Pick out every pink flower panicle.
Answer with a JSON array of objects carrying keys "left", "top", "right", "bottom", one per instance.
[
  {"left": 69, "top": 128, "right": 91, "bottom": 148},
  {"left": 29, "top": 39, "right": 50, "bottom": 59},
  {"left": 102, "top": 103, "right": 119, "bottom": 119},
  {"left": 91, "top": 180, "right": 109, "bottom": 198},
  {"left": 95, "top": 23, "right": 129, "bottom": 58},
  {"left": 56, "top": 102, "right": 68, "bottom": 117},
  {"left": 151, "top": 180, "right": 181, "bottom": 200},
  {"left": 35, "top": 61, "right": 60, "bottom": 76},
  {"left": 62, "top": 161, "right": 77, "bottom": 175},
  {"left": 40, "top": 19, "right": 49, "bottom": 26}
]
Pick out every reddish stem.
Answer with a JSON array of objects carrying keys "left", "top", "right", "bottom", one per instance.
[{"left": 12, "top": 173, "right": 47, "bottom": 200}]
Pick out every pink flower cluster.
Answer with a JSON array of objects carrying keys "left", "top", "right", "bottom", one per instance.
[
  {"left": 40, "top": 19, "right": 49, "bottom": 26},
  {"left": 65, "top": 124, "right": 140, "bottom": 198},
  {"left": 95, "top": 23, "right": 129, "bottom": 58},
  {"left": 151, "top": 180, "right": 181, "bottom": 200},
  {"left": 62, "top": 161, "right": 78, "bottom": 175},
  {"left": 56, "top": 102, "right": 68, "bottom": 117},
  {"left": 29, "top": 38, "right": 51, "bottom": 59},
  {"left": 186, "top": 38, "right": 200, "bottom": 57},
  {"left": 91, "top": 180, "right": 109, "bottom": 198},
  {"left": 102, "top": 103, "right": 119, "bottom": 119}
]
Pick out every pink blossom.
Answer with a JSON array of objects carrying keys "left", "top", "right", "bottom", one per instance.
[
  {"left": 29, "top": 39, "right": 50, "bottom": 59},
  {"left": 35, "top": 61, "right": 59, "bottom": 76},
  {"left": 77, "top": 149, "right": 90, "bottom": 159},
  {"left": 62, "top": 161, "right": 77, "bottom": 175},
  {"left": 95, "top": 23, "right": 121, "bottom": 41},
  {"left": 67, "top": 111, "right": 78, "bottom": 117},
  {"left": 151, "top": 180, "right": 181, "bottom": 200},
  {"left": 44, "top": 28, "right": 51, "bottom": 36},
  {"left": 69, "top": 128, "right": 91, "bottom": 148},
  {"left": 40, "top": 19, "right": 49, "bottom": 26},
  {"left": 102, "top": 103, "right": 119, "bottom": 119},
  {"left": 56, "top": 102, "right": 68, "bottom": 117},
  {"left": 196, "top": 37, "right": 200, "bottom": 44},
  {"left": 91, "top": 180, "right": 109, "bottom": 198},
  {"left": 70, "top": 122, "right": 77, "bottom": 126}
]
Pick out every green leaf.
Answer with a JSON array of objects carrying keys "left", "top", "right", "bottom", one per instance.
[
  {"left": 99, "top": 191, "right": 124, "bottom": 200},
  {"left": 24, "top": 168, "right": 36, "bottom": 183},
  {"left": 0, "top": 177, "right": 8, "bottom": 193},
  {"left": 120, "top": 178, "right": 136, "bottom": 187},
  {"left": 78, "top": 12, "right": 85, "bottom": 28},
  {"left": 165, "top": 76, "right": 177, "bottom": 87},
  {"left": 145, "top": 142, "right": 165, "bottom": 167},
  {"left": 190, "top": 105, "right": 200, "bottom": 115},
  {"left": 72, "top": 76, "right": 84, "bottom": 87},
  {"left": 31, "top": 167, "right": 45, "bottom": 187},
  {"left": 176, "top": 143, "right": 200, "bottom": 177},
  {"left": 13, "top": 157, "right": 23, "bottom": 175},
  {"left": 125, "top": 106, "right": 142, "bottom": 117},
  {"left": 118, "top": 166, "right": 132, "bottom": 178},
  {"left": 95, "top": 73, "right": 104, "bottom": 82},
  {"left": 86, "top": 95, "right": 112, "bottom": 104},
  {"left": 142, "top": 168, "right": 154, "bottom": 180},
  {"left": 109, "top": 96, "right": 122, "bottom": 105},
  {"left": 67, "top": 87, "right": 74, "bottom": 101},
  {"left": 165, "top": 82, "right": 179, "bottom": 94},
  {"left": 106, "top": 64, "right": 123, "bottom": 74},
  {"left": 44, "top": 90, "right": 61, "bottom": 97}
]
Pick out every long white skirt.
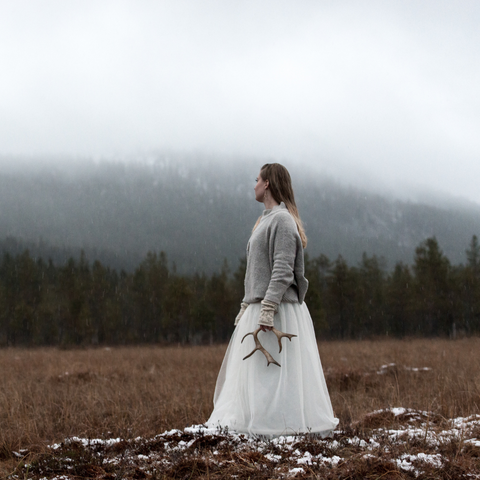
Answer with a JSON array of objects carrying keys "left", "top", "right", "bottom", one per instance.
[{"left": 207, "top": 303, "right": 338, "bottom": 437}]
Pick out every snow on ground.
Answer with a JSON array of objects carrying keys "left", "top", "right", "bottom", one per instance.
[{"left": 12, "top": 408, "right": 480, "bottom": 480}]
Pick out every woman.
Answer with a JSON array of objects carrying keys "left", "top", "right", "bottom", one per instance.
[{"left": 207, "top": 163, "right": 338, "bottom": 437}]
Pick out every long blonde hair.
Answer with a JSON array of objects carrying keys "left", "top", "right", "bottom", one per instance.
[{"left": 253, "top": 163, "right": 307, "bottom": 248}]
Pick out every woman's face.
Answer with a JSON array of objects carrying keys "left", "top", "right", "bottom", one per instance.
[{"left": 255, "top": 174, "right": 268, "bottom": 202}]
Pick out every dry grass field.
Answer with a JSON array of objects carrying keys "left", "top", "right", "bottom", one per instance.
[{"left": 0, "top": 338, "right": 480, "bottom": 478}]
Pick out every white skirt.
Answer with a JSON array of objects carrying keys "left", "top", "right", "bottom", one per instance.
[{"left": 207, "top": 303, "right": 338, "bottom": 437}]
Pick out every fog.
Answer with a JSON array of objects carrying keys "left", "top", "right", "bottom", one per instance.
[{"left": 0, "top": 0, "right": 480, "bottom": 203}]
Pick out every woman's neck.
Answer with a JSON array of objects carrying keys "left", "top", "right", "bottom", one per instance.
[{"left": 263, "top": 195, "right": 280, "bottom": 210}]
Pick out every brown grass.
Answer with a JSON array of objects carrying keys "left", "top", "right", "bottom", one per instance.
[{"left": 0, "top": 338, "right": 480, "bottom": 476}]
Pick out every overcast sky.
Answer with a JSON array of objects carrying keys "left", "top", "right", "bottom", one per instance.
[{"left": 0, "top": 0, "right": 480, "bottom": 203}]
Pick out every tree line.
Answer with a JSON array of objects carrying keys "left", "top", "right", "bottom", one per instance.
[{"left": 0, "top": 236, "right": 480, "bottom": 346}]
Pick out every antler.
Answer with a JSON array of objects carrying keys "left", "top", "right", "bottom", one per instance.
[
  {"left": 241, "top": 327, "right": 296, "bottom": 367},
  {"left": 272, "top": 327, "right": 296, "bottom": 353}
]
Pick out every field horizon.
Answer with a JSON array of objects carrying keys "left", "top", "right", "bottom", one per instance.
[{"left": 0, "top": 337, "right": 480, "bottom": 478}]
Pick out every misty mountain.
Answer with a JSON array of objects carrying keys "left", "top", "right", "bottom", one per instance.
[{"left": 0, "top": 154, "right": 480, "bottom": 272}]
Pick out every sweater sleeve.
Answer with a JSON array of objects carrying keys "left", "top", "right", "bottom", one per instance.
[{"left": 265, "top": 213, "right": 298, "bottom": 305}]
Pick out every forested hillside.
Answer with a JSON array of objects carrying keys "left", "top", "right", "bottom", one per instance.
[
  {"left": 0, "top": 237, "right": 480, "bottom": 346},
  {"left": 0, "top": 155, "right": 480, "bottom": 273}
]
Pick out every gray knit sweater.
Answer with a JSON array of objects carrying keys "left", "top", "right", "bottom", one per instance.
[{"left": 243, "top": 202, "right": 308, "bottom": 304}]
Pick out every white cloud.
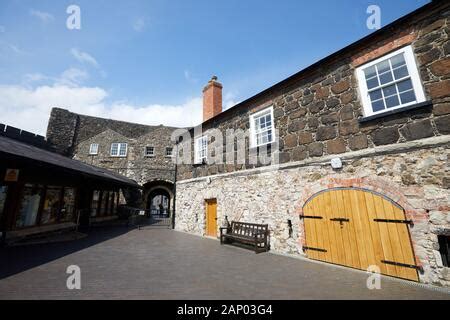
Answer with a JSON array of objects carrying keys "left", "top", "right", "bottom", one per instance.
[
  {"left": 70, "top": 48, "right": 99, "bottom": 68},
  {"left": 0, "top": 85, "right": 107, "bottom": 135},
  {"left": 0, "top": 83, "right": 202, "bottom": 135},
  {"left": 56, "top": 68, "right": 89, "bottom": 87},
  {"left": 132, "top": 18, "right": 146, "bottom": 32},
  {"left": 184, "top": 70, "right": 198, "bottom": 83},
  {"left": 23, "top": 73, "right": 48, "bottom": 83},
  {"left": 0, "top": 68, "right": 241, "bottom": 135},
  {"left": 30, "top": 9, "right": 55, "bottom": 23},
  {"left": 0, "top": 40, "right": 27, "bottom": 56}
]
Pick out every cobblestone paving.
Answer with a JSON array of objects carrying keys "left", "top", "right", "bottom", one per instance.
[{"left": 0, "top": 227, "right": 450, "bottom": 299}]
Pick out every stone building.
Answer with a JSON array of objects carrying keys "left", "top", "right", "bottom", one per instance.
[
  {"left": 43, "top": 1, "right": 450, "bottom": 286},
  {"left": 47, "top": 108, "right": 175, "bottom": 214},
  {"left": 175, "top": 1, "right": 450, "bottom": 286}
]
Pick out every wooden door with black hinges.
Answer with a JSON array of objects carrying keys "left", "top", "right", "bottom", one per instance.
[
  {"left": 205, "top": 199, "right": 217, "bottom": 238},
  {"left": 301, "top": 188, "right": 419, "bottom": 281}
]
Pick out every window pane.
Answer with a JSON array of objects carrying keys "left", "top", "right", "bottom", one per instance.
[
  {"left": 41, "top": 187, "right": 62, "bottom": 224},
  {"left": 111, "top": 143, "right": 119, "bottom": 156},
  {"left": 386, "top": 95, "right": 400, "bottom": 108},
  {"left": 91, "top": 190, "right": 100, "bottom": 217},
  {"left": 119, "top": 143, "right": 127, "bottom": 156},
  {"left": 372, "top": 100, "right": 384, "bottom": 112},
  {"left": 380, "top": 71, "right": 394, "bottom": 84},
  {"left": 394, "top": 66, "right": 409, "bottom": 79},
  {"left": 100, "top": 191, "right": 109, "bottom": 216},
  {"left": 60, "top": 188, "right": 75, "bottom": 222},
  {"left": 364, "top": 66, "right": 377, "bottom": 79},
  {"left": 367, "top": 77, "right": 380, "bottom": 90},
  {"left": 377, "top": 60, "right": 391, "bottom": 74},
  {"left": 0, "top": 186, "right": 8, "bottom": 221},
  {"left": 400, "top": 90, "right": 416, "bottom": 103},
  {"left": 397, "top": 79, "right": 412, "bottom": 92},
  {"left": 383, "top": 84, "right": 397, "bottom": 97},
  {"left": 89, "top": 143, "right": 98, "bottom": 154},
  {"left": 391, "top": 53, "right": 406, "bottom": 68},
  {"left": 369, "top": 89, "right": 383, "bottom": 101},
  {"left": 16, "top": 184, "right": 43, "bottom": 228}
]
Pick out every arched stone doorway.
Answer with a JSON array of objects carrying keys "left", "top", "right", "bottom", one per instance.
[
  {"left": 301, "top": 187, "right": 419, "bottom": 281},
  {"left": 146, "top": 188, "right": 171, "bottom": 216},
  {"left": 143, "top": 180, "right": 174, "bottom": 218}
]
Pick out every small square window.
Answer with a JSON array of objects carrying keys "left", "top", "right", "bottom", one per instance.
[
  {"left": 356, "top": 46, "right": 425, "bottom": 117},
  {"left": 111, "top": 143, "right": 128, "bottom": 157},
  {"left": 89, "top": 143, "right": 98, "bottom": 156},
  {"left": 250, "top": 107, "right": 275, "bottom": 148},
  {"left": 438, "top": 236, "right": 450, "bottom": 267},
  {"left": 194, "top": 136, "right": 208, "bottom": 164},
  {"left": 145, "top": 147, "right": 155, "bottom": 157}
]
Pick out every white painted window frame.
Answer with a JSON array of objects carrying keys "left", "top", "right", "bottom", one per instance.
[
  {"left": 250, "top": 106, "right": 275, "bottom": 148},
  {"left": 166, "top": 147, "right": 173, "bottom": 158},
  {"left": 110, "top": 142, "right": 128, "bottom": 158},
  {"left": 144, "top": 146, "right": 155, "bottom": 158},
  {"left": 356, "top": 45, "right": 426, "bottom": 117},
  {"left": 89, "top": 143, "right": 99, "bottom": 156},
  {"left": 194, "top": 135, "right": 208, "bottom": 164}
]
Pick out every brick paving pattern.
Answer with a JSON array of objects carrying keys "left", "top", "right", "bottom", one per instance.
[{"left": 0, "top": 227, "right": 450, "bottom": 300}]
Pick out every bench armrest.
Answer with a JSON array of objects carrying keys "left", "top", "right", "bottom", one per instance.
[{"left": 219, "top": 227, "right": 231, "bottom": 235}]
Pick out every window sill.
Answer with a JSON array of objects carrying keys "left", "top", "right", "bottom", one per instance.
[
  {"left": 358, "top": 100, "right": 433, "bottom": 123},
  {"left": 192, "top": 160, "right": 207, "bottom": 167}
]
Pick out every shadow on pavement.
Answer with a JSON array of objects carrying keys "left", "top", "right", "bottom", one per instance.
[{"left": 0, "top": 226, "right": 134, "bottom": 279}]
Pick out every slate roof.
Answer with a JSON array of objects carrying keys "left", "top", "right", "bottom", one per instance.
[{"left": 0, "top": 136, "right": 139, "bottom": 187}]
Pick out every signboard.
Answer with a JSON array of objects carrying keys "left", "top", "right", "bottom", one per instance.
[{"left": 5, "top": 169, "right": 19, "bottom": 182}]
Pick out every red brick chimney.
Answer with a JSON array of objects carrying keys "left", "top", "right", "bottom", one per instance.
[{"left": 203, "top": 76, "right": 222, "bottom": 121}]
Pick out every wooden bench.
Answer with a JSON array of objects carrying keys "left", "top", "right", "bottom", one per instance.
[{"left": 220, "top": 221, "right": 269, "bottom": 253}]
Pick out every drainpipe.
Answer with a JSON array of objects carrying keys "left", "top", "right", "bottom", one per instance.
[{"left": 172, "top": 138, "right": 179, "bottom": 229}]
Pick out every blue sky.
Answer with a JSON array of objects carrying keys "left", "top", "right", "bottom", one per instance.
[{"left": 0, "top": 0, "right": 429, "bottom": 134}]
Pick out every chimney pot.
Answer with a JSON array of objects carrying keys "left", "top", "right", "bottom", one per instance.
[{"left": 203, "top": 76, "right": 222, "bottom": 121}]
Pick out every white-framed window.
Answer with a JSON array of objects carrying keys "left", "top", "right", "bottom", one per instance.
[
  {"left": 89, "top": 143, "right": 98, "bottom": 156},
  {"left": 356, "top": 46, "right": 425, "bottom": 117},
  {"left": 111, "top": 142, "right": 128, "bottom": 157},
  {"left": 250, "top": 107, "right": 275, "bottom": 148},
  {"left": 145, "top": 147, "right": 155, "bottom": 157},
  {"left": 194, "top": 136, "right": 208, "bottom": 164}
]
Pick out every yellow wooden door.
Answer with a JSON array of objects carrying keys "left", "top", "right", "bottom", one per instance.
[
  {"left": 206, "top": 199, "right": 217, "bottom": 237},
  {"left": 303, "top": 189, "right": 418, "bottom": 281}
]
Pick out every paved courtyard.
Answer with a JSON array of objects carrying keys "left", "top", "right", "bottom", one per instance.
[{"left": 0, "top": 227, "right": 450, "bottom": 299}]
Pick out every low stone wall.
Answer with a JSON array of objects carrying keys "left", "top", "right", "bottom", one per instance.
[{"left": 176, "top": 137, "right": 450, "bottom": 286}]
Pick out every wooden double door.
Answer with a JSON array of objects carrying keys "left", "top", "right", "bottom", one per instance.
[
  {"left": 302, "top": 189, "right": 418, "bottom": 281},
  {"left": 205, "top": 199, "right": 217, "bottom": 238}
]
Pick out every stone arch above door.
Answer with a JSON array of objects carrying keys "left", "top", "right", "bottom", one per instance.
[{"left": 296, "top": 177, "right": 428, "bottom": 267}]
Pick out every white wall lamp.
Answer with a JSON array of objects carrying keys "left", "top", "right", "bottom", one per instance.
[{"left": 331, "top": 158, "right": 342, "bottom": 169}]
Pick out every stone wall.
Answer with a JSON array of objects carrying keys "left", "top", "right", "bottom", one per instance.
[
  {"left": 47, "top": 108, "right": 179, "bottom": 207},
  {"left": 179, "top": 5, "right": 450, "bottom": 179},
  {"left": 47, "top": 108, "right": 179, "bottom": 185},
  {"left": 176, "top": 136, "right": 450, "bottom": 286},
  {"left": 74, "top": 127, "right": 175, "bottom": 185}
]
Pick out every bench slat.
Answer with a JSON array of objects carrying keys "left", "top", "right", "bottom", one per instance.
[{"left": 220, "top": 221, "right": 269, "bottom": 252}]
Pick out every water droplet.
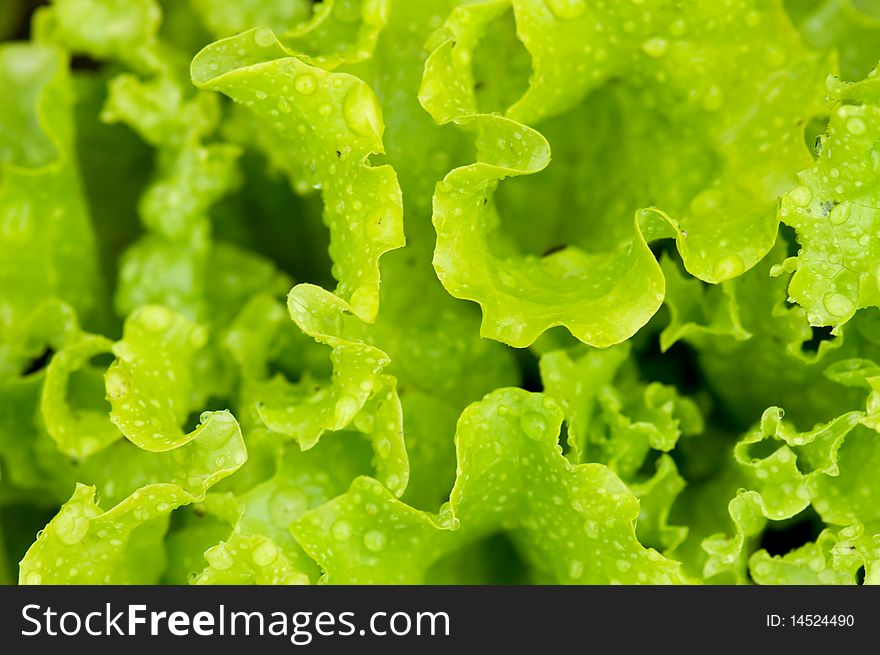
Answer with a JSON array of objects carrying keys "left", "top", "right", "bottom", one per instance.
[
  {"left": 437, "top": 503, "right": 461, "bottom": 530},
  {"left": 364, "top": 206, "right": 400, "bottom": 243},
  {"left": 330, "top": 521, "right": 351, "bottom": 541},
  {"left": 714, "top": 255, "right": 745, "bottom": 282},
  {"left": 53, "top": 507, "right": 89, "bottom": 546},
  {"left": 205, "top": 544, "right": 235, "bottom": 571},
  {"left": 642, "top": 36, "right": 669, "bottom": 58},
  {"left": 547, "top": 0, "right": 587, "bottom": 19},
  {"left": 788, "top": 185, "right": 813, "bottom": 207},
  {"left": 104, "top": 368, "right": 128, "bottom": 400},
  {"left": 293, "top": 73, "right": 318, "bottom": 96},
  {"left": 822, "top": 293, "right": 855, "bottom": 316},
  {"left": 342, "top": 83, "right": 383, "bottom": 139},
  {"left": 519, "top": 412, "right": 547, "bottom": 441},
  {"left": 364, "top": 530, "right": 385, "bottom": 553},
  {"left": 828, "top": 205, "right": 849, "bottom": 225},
  {"left": 252, "top": 539, "right": 278, "bottom": 566},
  {"left": 254, "top": 27, "right": 275, "bottom": 48},
  {"left": 195, "top": 412, "right": 236, "bottom": 450},
  {"left": 846, "top": 116, "right": 867, "bottom": 136}
]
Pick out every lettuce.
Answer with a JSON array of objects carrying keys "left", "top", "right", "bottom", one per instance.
[{"left": 0, "top": 0, "right": 880, "bottom": 584}]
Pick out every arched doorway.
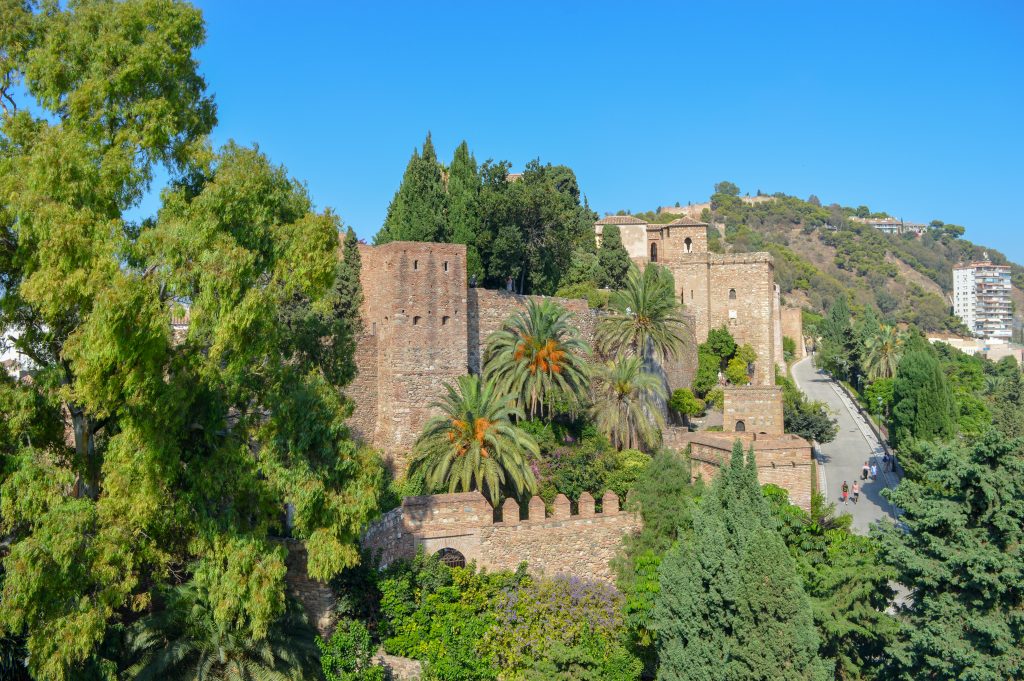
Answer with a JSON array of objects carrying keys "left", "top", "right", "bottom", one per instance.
[{"left": 434, "top": 547, "right": 466, "bottom": 567}]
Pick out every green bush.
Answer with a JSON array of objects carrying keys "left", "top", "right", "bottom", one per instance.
[{"left": 316, "top": 620, "right": 386, "bottom": 681}]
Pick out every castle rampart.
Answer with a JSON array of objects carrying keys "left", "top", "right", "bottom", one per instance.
[{"left": 362, "top": 492, "right": 641, "bottom": 581}]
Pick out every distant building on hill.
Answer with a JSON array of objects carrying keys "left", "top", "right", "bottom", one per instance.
[
  {"left": 953, "top": 257, "right": 1014, "bottom": 341},
  {"left": 850, "top": 217, "right": 928, "bottom": 236}
]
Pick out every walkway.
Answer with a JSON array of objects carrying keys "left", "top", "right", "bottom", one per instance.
[{"left": 793, "top": 356, "right": 899, "bottom": 535}]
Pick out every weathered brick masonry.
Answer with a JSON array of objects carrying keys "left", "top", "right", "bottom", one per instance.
[{"left": 362, "top": 492, "right": 641, "bottom": 581}]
───
Set problem: Write out only the lines from the line containing "Pick out every lettuce." through the end of the material above, both end lines included. Pictures are not written out.

Task solution:
Pick out every lettuce.
Answer with a JSON array of objects carrying keys "left", "top", "right", "bottom", one per instance.
[{"left": 0, "top": 0, "right": 880, "bottom": 584}]
Pick out every arched doorway.
Answer with a JSON array of objects carrying keys "left", "top", "right", "bottom", one per instance.
[{"left": 434, "top": 547, "right": 466, "bottom": 567}]
Pick out every green bush.
Answer with a JSON array of objects carrying keys "left", "top", "right", "bottom", one per instance.
[{"left": 316, "top": 620, "right": 386, "bottom": 681}]
Pick out every castle rampart.
Answer with a JSON array of objects carrying keys "left", "top", "right", "bottom", one per instance.
[{"left": 362, "top": 492, "right": 641, "bottom": 581}]
Pick out every distant building on hill.
Answer with a JSON array of objects carrying keys "left", "top", "right", "bottom", one per instance.
[
  {"left": 953, "top": 257, "right": 1014, "bottom": 341},
  {"left": 850, "top": 217, "right": 928, "bottom": 236}
]
Pick out every walkway.
Answer with a JSON array of objects carrying keys "left", "top", "right", "bottom", one per instance.
[{"left": 793, "top": 356, "right": 899, "bottom": 535}]
Pick out every weathered brick masonry.
Answer with a JSON array of objects carrying keys "left", "top", "right", "bottom", one per instance.
[{"left": 362, "top": 492, "right": 641, "bottom": 581}]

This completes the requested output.